# Fragmento seleccionado
>>>>

Los castellanos reclutaron con facilidad entre ellos a guías, intérpretes,
informantes, espías, auxiliares para el transporte y el trabajo, leales
consejeros y hasta muy eficaces aliados. Este fue, por ejemplo,
el caso de los indios de Tlaxcala y de otras
ciudades mexicanas, hartos hasta la saciedad de la brutal opresión
de los aztecas. La humana inclinación a hacer de todo
una historia de buenos y malos, una situación simplista en
blanco y negro, tiende a convertir la conquista en un
duelo entre europeos y nativos, cuando en realidad muchos indios
consideraron preferible el gobierno de los invasores a la perpetuación
de las elites gobernantes prehispánicas, muchas veces rapaces y opresoras
(si tal juicio era acertado o erróneo, no hace al
caso)» (América hisp. 86).
Luces y sombras de las Indias
A
lo largo de nuestra crónica, tendremos ocasión de poner de
relieve los grandes tesoros de humanidad y de religiosidad que
los misioneros hallaron en América. Eran tesoros que, ciertamente, estaban
enterrados en la idolatría, la crueldad y la ignorancia, pero
que una vez excavados por la evangelización cristiana, salieron muy
pronto a la luz en toda su belleza sorprendente.

<<<<

[Registros de etiquetado de ubicaciones]

>>>>

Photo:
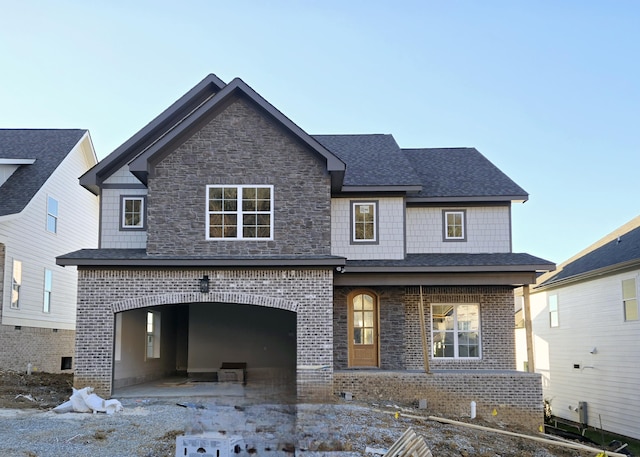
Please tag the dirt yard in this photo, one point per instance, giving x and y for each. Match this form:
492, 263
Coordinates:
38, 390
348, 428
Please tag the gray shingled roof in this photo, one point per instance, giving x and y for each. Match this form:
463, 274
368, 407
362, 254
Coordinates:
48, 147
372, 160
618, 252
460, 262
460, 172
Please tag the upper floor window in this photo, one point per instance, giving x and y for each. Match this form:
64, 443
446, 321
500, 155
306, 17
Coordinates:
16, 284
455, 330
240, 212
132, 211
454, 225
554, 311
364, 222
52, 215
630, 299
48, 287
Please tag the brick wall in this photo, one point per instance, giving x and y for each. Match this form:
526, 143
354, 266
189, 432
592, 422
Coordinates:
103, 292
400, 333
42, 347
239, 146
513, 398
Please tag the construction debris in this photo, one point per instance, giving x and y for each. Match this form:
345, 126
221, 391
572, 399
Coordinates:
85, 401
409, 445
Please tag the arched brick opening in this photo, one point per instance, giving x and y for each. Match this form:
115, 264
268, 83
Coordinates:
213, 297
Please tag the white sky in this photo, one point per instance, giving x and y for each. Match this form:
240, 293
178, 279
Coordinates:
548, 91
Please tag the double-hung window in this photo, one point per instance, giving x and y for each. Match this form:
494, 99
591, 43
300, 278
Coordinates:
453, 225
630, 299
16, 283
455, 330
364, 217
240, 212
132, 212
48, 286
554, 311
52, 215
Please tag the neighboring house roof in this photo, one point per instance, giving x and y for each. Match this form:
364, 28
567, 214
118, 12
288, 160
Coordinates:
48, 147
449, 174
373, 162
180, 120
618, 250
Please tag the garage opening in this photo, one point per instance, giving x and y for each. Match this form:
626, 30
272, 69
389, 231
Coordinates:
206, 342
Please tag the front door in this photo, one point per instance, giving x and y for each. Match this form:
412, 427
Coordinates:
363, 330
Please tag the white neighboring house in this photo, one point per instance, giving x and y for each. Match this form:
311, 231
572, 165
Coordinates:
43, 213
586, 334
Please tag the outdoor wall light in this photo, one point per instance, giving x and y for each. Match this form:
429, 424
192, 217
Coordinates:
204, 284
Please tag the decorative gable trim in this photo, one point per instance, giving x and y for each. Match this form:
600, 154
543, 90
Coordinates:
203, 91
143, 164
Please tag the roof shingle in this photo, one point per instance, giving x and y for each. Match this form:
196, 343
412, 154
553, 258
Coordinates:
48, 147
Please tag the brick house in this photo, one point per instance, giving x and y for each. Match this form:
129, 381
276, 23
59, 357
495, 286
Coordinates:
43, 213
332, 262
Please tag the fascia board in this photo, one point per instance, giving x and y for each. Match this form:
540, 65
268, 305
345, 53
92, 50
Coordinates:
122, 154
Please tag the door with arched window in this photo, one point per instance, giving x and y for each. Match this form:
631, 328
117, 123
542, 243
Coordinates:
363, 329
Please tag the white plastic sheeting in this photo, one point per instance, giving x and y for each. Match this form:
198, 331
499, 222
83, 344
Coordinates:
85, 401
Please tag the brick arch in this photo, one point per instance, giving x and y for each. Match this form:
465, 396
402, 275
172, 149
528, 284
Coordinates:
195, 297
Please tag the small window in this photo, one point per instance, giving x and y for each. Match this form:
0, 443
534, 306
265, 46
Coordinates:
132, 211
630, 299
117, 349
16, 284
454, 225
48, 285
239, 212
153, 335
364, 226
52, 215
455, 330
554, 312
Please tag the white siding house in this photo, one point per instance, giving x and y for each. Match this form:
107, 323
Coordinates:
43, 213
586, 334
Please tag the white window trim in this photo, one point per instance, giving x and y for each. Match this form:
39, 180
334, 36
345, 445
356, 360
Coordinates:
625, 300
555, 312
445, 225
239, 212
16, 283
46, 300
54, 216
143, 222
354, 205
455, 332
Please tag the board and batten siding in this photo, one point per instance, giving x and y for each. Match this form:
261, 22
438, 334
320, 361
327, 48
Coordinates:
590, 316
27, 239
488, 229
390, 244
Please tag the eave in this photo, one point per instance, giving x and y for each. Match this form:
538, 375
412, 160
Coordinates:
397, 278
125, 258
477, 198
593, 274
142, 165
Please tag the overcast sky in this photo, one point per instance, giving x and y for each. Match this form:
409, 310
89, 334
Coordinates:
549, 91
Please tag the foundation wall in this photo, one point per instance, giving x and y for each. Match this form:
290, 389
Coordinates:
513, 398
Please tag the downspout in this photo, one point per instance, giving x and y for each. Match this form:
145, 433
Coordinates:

<<<<

# Tareas
(a) Responde a partir del fragmento sobre la conquista:
(i) ¿Qué indios se citan como ejemplo de aliados muy eficaces de los castellanos?
(ii) ¿De la opresión de qué pueblo estaban hartos esos indios?
(iii) ¿Qué grandes tesoros hallaron los misioneros en América?
(b) Traduce al inglés esta oración del fragmento sobre la conquista: «Este fue, por ejemplo, el caso de los indios de Tlaxcala y de otras ciudades mexicanas, hartos hasta la saciedad de la brutal opresión de los aztecas.»
(c) Por favor, imprime sin cambios la parte del fragmento sobre la conquista que se abre con las palabras "Luces y sombras" y se cierra con "su belleza sorprendente.".

# Respuestas por tarea
(a)
(i) Los indios de Tlaxcala y de otras ciudades mexicanas.
(ii) De los aztecas.
(iii) Tesoros de humanidad y de religiosidad.

(b) This was, for example, the case of the Indians of Tlaxcala and of other Mexican cities, utterly fed up with the brutal oppression of the Aztecs.

(c)
Luces y sombras de las Indias
A
lo largo de nuestra crónica, tendremos ocasión de poner de
relieve los grandes tesoros de humanidad y de religiosidad que
los misioneros hallaron en América. Eran tesoros que, ciertamente, estaban
enterrados en la idolatría, la crueldad y la ignorancia, pero
que una vez excavados por la evangelización cristiana, salieron muy
pronto a la luz en toda su belleza sorprendente.